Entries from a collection
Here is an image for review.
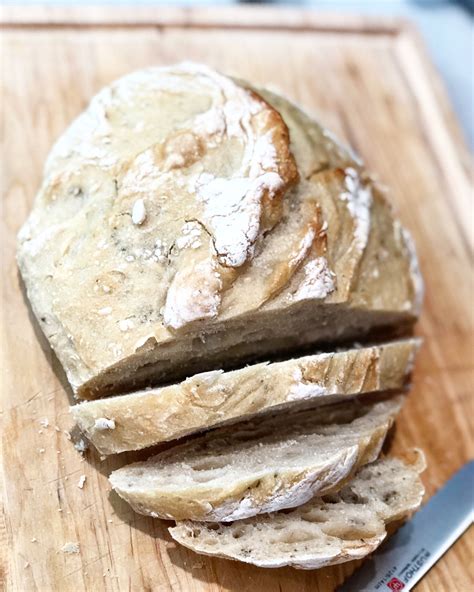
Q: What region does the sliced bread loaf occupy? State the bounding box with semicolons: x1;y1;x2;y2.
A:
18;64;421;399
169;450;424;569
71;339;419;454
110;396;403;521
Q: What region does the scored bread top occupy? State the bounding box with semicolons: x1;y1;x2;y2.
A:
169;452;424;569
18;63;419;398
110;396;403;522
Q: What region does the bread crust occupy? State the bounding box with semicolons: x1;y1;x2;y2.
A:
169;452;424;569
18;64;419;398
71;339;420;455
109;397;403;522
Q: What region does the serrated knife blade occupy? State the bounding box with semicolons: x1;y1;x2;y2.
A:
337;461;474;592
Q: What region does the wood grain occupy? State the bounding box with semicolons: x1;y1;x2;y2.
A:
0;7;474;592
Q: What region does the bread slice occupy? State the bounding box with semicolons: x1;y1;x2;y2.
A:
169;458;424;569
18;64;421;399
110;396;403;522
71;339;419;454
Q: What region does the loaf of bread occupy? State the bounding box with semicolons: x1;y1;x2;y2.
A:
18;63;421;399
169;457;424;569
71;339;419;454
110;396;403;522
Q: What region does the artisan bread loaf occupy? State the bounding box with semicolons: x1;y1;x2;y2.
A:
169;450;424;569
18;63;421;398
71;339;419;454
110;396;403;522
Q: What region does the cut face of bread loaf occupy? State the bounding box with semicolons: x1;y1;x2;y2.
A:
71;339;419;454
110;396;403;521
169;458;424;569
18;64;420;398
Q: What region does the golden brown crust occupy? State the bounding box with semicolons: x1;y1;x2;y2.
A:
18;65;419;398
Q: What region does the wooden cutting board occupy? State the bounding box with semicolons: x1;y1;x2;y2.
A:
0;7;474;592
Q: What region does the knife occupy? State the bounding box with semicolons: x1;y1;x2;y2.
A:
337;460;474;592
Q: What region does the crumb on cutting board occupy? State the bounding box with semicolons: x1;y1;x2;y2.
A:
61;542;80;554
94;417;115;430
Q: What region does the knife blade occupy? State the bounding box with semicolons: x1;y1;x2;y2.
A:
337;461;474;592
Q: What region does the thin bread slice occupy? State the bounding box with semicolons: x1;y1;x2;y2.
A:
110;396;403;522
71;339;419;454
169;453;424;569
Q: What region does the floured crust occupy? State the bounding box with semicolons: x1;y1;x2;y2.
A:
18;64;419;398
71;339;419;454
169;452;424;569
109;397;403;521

OBJECTIVE:
Can you give all of the rows above again word for word, leaving the pictures out?

RESPONSE TO THIS EXERCISE:
Here is an image for review.
Q: What region does the sliced bread loaf occupy? State the bounding box with semicolons: x1;y1;x2;y2.
A:
18;64;421;399
169;450;424;569
71;339;419;454
110;396;403;521
Q: What region does the scored bread top occupy? State the bounding box with semicolons: x1;y1;x2;y2.
A:
169;452;424;569
18;63;419;398
110;396;403;522
Q: What region does the bread crust occupy? State the bounding box with semicolons: x1;y1;x2;y2.
A:
169;452;424;569
18;64;419;398
71;339;420;455
109;397;403;522
Q: What region does the serrated knife blade occupy? State the bounding box with semicolons: x1;y1;x2;y2.
A:
337;461;474;592
Q: What region does the wood grain occupy? State the bounding box with semicolons: x1;y1;x2;y2.
A:
0;7;474;592
Q: What region does the bread slice occupy? State the bounding box with semicolons: x1;y1;x2;y2.
A:
169;458;424;569
18;64;421;399
110;396;403;522
71;339;419;454
Q: What region does the loaf of bread occupy? State the bounding box with semicolons: x1;y1;x2;y2.
A:
18;63;421;399
169;457;424;569
71;339;419;454
110;396;403;522
Q: What region does the artisan bread loaf occupy? State the bounding box with semicolons: x1;y1;x2;y2.
A:
169;450;424;569
18;63;421;398
71;339;419;454
110;396;403;522
Q: What region does the cut face of bread loaf occupy? State the bounding box with semicolons: x1;y1;x2;y2.
A:
71;339;419;454
110;396;403;521
169;458;424;569
18;64;420;398
Q: What region does the golden brown crust occupy? State the bounding box with semicolons: x1;y1;x2;y2.
A:
18;65;419;398
Q: What region does the wooden cutting board occupy? State the bounding box with semicolons: x1;y1;x2;y2.
A:
0;7;474;592
Q: What region does the knife occupy? State the bounding box with semicolons: x1;y1;x2;y2.
A:
337;460;474;592
Q: What region does the crumb on cutting board occupy? State the bounding box with semicolons: x1;y1;x2;y2.
A:
61;542;80;554
94;417;115;430
Q: What region does the knife blade occupy? State the bounding box with semicolons: x1;y1;x2;y2.
A:
337;461;474;592
Q: What region does the thin bread slice occupy? State the bounding box with semicolons: x1;y1;x2;y2.
A:
110;396;403;522
71;339;419;454
169;453;424;569
Q: What region does the floured crust occupy? State the bounding box with semicolons: x1;y1;x2;y2.
A:
18;64;419;398
71;339;419;454
169;452;424;569
109;397;403;521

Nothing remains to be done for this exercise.